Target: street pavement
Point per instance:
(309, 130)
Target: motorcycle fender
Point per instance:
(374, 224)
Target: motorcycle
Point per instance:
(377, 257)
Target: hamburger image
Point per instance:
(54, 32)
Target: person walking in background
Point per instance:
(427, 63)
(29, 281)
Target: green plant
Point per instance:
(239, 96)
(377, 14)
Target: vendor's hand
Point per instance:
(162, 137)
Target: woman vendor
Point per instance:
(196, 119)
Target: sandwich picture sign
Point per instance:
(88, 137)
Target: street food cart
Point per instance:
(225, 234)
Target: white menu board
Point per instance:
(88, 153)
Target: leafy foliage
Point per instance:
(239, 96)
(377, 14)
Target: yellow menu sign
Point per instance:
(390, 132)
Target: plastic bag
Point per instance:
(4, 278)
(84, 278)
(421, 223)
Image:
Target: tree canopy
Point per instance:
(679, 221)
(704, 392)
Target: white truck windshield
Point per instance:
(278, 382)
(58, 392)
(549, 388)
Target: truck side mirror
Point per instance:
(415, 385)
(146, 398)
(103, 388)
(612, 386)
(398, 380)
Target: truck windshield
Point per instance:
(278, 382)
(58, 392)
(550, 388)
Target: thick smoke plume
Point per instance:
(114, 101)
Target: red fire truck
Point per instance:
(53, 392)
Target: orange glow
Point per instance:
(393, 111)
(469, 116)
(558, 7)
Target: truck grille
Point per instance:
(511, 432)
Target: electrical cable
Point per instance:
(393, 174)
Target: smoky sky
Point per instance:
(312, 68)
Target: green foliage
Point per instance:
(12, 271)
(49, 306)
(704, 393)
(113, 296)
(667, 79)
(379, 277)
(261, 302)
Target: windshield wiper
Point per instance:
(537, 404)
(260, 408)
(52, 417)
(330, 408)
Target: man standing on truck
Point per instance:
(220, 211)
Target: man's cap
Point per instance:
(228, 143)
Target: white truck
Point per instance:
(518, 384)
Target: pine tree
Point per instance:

Problem details — Copy every line of the items above without changing a single character.

Full solution —
Target: street pavement
Point per instance:
(309, 130)
Target: motorcycle fender
Point per instance:
(374, 224)
Target: motorcycle
Point per instance:
(377, 257)
Target: hamburger image
Point per instance:
(54, 32)
Target: person walking in background
Point per instance:
(427, 63)
(29, 281)
Target: green plant
Point per instance:
(239, 96)
(377, 14)
Target: vendor's hand
Point per instance:
(162, 137)
Target: woman vendor
Point per instance:
(196, 119)
Target: sandwich picture sign
Point per instance:
(88, 137)
Target: street food cart
Point per instance:
(225, 234)
Target: white menu board
Point per instance:
(88, 153)
Target: leafy foliage
Point per instance:
(239, 96)
(377, 14)
Target: yellow menu sign
Point per instance:
(390, 132)
Target: plastic bag
Point per instance:
(4, 278)
(84, 278)
(421, 223)
Image:
Target: tree canopy
Point per instance:
(679, 221)
(704, 392)
Target: white truck windshield
Point per instance:
(278, 382)
(58, 392)
(549, 388)
Target: truck side mirror
Point per instance:
(415, 385)
(146, 398)
(103, 388)
(612, 386)
(398, 380)
Target: truck windshield
Point per instance:
(278, 382)
(58, 392)
(550, 388)
Target: thick smoke plume
Point per instance:
(114, 101)
Target: red fire truck
Point per instance:
(53, 392)
Target: orange glow
Point per instance:
(393, 111)
(469, 116)
(558, 7)
Target: truck grille
Point per instance:
(511, 432)
Target: electrical cable
Point per instance:
(393, 174)
Target: smoky sky
Point per instance:
(312, 68)
Target: green foliage
Point per instance:
(12, 271)
(49, 306)
(704, 393)
(113, 296)
(667, 79)
(379, 277)
(261, 302)
Target: windshield wiper
Point per instance:
(537, 404)
(260, 408)
(52, 417)
(330, 408)
Target: man standing on truck
Point per instance:
(220, 211)
Target: man's cap
Point per instance:
(228, 143)
Target: white truck
Point per instance:
(518, 384)
Target: pine tree
Point per instance:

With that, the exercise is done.